--- Text under study ---
##############################

Recently I started reading the book Born to Run by Christopher McDougall! This is a great book that has given me inspiration for keeping up with working out, spending time in nature, and mostly getting grounded by knowing my body more. Not only have I started running and working out, but I have changed my diet drastically. Through all of this though I have been successful to drop 40lbs this year, thus far! On this journey through finding out who I am, and getting to know myself I look to this book for motivation and knowledge. Here are a few of my favorite quotes so far! I am only on pg 100 and I am addicted and want to try to find the passion that Chris writes about through these real people's lives.
"In terms of stress relief and sensual pleasure, running is what you have in your life before you have set. The equipment and desire come factory installed; all you have to do is let 'er rip and hang on for the ride" (12).
"'Bueno!' he shouted. ' Andale pues, a mas aventuras!' Excellent! On to more adventures!" (23).
"Translation: Tarahumara men couldn't even muster the nerve to get romantic with their own wives if they didn't drown their bashfulness in home brew" (28).
"We got a motto here--you're tougher than you think you are, and you can do more than you think you can...You don't have to be fast. But you better be fearless" (61).
"Running was romantic...For them running was miserable...but you can't muscle through a five-hour run that way; you have to relax into it, like easing your body into a hot bath until it no longer resists the short and begins to enjoy it...you have to listen closely to the sound of your own breathing; be aware of how much sweat is beading on your back; make sure to treat yourself to cool water and a salty snack and ask yourself, honestly and often, exactly how you feel. What could be more sensual than payingn exquisite attention to your own body? Sensual counted as romantic, right?" (69).
"How do you flip the internal switch that changes us all back into the Natural Born Runners we once were?...That was the real secret of the Tarahumara: they'd never forgotten what it felt like to love running. They remembers that running was mankind's first fine art, our original act of inspired creation. Way before we were scratching pictures on caves or beating rhythms on hollow trees, we were perfecting the art of combining our breath and mind and muscles into fluid self-propulsion over wild terrain" (92).

##############################

--- Dataset content ---
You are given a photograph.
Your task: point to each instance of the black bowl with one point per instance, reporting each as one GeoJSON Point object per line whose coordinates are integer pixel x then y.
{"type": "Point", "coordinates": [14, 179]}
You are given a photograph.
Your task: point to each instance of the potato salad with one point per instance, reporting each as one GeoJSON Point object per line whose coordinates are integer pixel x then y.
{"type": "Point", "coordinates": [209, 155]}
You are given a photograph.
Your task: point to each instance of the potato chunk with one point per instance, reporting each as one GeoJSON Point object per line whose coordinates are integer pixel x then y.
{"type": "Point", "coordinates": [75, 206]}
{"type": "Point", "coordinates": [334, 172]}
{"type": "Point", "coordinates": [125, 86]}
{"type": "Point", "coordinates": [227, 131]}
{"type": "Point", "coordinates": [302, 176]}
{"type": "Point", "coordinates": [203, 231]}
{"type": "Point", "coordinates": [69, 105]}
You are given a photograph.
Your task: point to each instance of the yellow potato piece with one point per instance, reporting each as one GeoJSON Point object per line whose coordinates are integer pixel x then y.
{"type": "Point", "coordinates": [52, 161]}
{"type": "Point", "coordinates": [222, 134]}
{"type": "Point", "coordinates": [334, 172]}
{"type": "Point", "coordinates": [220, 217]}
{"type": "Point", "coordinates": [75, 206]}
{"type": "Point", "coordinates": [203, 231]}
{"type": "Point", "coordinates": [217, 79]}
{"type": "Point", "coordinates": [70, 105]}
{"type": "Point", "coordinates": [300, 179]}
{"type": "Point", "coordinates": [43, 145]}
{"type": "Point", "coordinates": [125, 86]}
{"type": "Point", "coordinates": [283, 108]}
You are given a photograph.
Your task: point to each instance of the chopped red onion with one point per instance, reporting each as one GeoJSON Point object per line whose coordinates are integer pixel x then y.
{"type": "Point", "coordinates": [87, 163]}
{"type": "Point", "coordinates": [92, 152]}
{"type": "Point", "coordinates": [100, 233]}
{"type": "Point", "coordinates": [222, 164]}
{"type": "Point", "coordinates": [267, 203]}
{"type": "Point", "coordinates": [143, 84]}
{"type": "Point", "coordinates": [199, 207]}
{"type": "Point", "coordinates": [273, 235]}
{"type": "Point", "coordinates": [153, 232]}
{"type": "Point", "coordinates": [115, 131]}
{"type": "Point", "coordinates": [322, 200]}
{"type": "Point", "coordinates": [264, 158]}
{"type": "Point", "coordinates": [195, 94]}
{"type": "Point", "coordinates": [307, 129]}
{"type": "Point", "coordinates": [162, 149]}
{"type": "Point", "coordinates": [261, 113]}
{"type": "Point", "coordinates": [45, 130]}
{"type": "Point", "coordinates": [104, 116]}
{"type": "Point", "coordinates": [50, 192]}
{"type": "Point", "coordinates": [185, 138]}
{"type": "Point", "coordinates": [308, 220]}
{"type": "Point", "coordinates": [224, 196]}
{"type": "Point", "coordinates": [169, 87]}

##############################

--- Actions to take ---
[a] Decide whether each statement agrees with the Born to Run post. Answer yes or no and quote the deciding words. (i) The writer has lost 40lbs this year. (ii) The writer has finished reading the book. (iii) The quote from page 61 says you need to be fast.
[b] Please copy the part of the Born to Run post word for word, starting at "Recently I started" and ending at "real people's lives.".
[c] Resume the Born to Run post after its last sentence.
The data comes from a different source than the Born to Run post.

--- Results ---
[a]
(i) Yes: "I have been successful to drop 40lbs this year, thus far!"
(ii) No: "I am only on pg 100"
(iii) No: "You don't have to be fast."

[b]
Recently I started reading the book Born to Run by Christopher McDougall! This is a great book that has given me inspiration for keeping up with working out, spending time in nature, and mostly getting grounded by knowing my body more. Not only have I started running and working out, but I have changed my diet drastically. Through all of this though I have been successful to drop 40lbs this year, thus far! On this journey through finding out who I am, and getting to know myself I look to this book for motivation and knowledge. Here are a few of my favorite quotes so far! I am only on pg 100 and I am addicted and want to try to find the passion that Chris writes about through these real people's lives.

[c]
"You ran to eat and to avoid being eaten; you ran to find a mate and impress her, and with her you ran off to start a new life together. You had to love running, or you wouldn't live to love anything else. And like everything else we love--everything we call our 'passions' and 'desires'--it's really an encoded ancestral necessity. We were born to run; we were born because we run. We're all Running People" (93).
"There are two goddesses in your heart...The Goddess of Wisdom and the Goddess of Wealth. Everyone think they need to get wealth first, and wisdom will come. So they concern themselves with chasing money. But they have it backwards. You have to give your heart to the Goddess of Wisdom, give her all your love and attention, and the Goddess of Wealth will become jealous, and follow you" (94).
"...connection between the capacity to love and the capacity to love running. The engineering was certainly the same: both depend on loosening your grip on your own desires, putting aside what you wanted and appreciating what you got, being patient and forgiving and undemanding. Sex and speed--haven't they been symbiotic for most of our existence, as intertwined as the strands of our DNA? We couldn't be alive without love; we wouldn't have survived without running; maybe we shouldn't be surprised that getting better at one could make you better at the other" (98).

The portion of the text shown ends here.